• [SUPPLIED PASSAGE]:
━━━━━━━━━━
The Art Gallery of New South Wales’ Sydney Modern campus is the biggest cultural project to arrive in the Harbour City since the Opera House. As it opens this December, we explore what it’s set to deliver as a new global art icon.
It’s hard to imagine much more of a dream job than this,” chimes Art Gallery of New South Wales’ director, Dr Michael Brand.
“It’s a beautiful piece of architecture and it just keeps getting better and better the more art we put in it.”
Robb Report has caught Brand between site tours in the busy lead-up to the opening of the ambitious and long-awaited AGNSW Sydney Modern campus. The positive feedback from benefactors and guests, as the site starts to come to life, has put him in a good mood.
And with good reason: the $344 million project ($244m in government funding, $100m from private donors) is indeed a dream gig. More than a decade in the making, and five years since being greenlit by the government, Sydney Modern is the most important cultural development to happen to the Harbour City since the Opera House opened in 1973.
It will not only inject more life into Woolloomooloo and the Royal Botanic Garden/Domain precinct but enhance Sydney’s cultural offering—cementing the state gallery’s place among the international art community.
“When you build a new art museum building, because of the costs and the importance, you have an opportunity to make a significant piece of architecture. And we wanted to do that,” says Brand.
“But for me, good architecture in the city also means public space and landscape. And so we wanted this building to be a beautiful transition between backwards and forwards, art, architecture and landscape.”
Created by globally renowned Pritzker Prize-winning architects, SANAA (led by Kazuyo Sejima and Ryue Nishizawa), the building proves to be a masterpiece.
A doubling of the existing gallery’s space, the new wing offers a height of 5.5 metres (up from 3.6 metres) with almost 50 percent more real estate on the walls and floors. Below the main building is a new exhibition space known as the Tank— a subterranean, decommissioned World War II fuel-storage facility that has been repurposed and reshaped into a unique and moody venue.
It will debut with work by award-winning ArgentinePeruvian artist Adrián Villar Rojas, best known for his large-scale and site-specific sculptural installations. Creating a more flexible space that considers new and emerging art forms is vital to ensuring AGNSW is a world-class gallery of the present and the future, says Brand.
━━━━━━━━━━
• [DATA EXTRACT]:
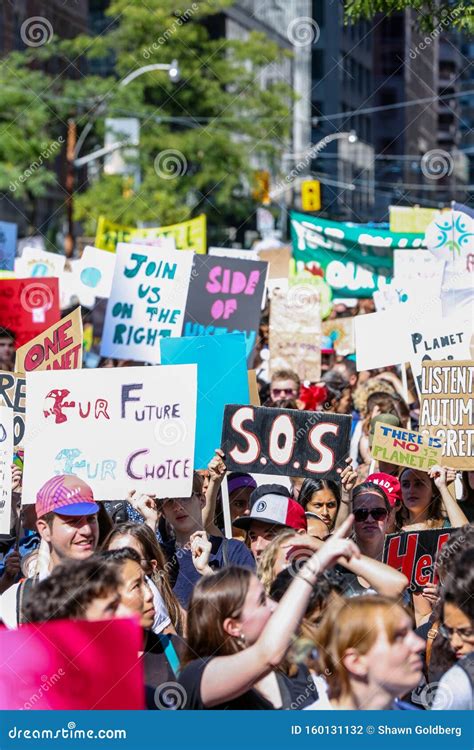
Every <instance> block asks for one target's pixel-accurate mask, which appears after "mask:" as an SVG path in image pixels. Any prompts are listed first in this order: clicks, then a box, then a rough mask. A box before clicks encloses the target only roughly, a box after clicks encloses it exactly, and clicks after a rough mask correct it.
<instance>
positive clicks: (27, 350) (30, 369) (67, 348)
━━━━━━━━━━
• [TASKS]:
1. In the Sydney Modern article, what was the space now called the Tank originally used for?
2. Pick up the article on Sydney Modern after its final sentence and write the next paragraph.

• [ANSWERS FOR THE TASKS]:
1. It was a World War II fuel-storage facility.

2.
“Not all art has to be big, but there is a lot of big art around. And if you have the space, you can do some really ambitious installations for exhibitions. It just gives us the flexibility to be part of that international network of art and exhibitions moving around the world.”
Trickling down the rockside to Woolloomooloo from Art Gallery Road’s ground level, glass frontages maximise natural light and through their transparency, bring more buzz to the local precinct. The contrast with the existing gallery building’s colonial, opaque image is stark, but managed via public space.
“I love our existing building, with its beautiful sandstone façade. But if you’ve never been to an art museum before, you don’t know what goes on inside.” Being a public art museum drove SANAA’s desire to make the art even more, well, public—that is, art visible from the street.
“People can see other people in there, they can see families, younger people, older people, people in wheelchairs, people there with friends. I think it’s a really important thing that we demystify it a bit for the broader audience.”
The use of green space also introduces two public plazas, rooftop areas, 24- hour accessible art garden and a new commission by Wiradyuri and Kamilaroi artist Jonathan Jones, bíal gwiyúŋo (the fire is not yet lighted), which connects the two buildings and invites reflections on First Nation history.
Furthermore, the design and its minimal impact on the waterfront location and wider environment has seen it already achieve the highest environmental standard—a 6-star Green Star rating by The Green Building Council of Australia.
One question that has framed the new building regards what it offers against Sydney’s most recent large-scale art gallery—the harbourside Museum of Contemporary Art (MCA). It’s about context, apparently.
The art set to be delivered by Sydney Modern/AGNSW is exhibited within a historical context. That is, art by the world’s oldest culture now sets the tone. Visitors are greeted at the front door by the Yiribana Gallery of Aboriginal and Torres Strait Islander art, which was moved from a lower floor in the existing gallery to the new building’s central entranceway.
It sees more than 160 new works, commissions and acquisitions, and communicates the importance of community and country to gallery visitors as soon as they step through the door.
“Some works in the new Yiribana Gallery consider notions of care and guidance through familial relationships,” explains the gallery’s senior curator of Aboriginal and Torres Strait Islander art, Cara Pinchbeck.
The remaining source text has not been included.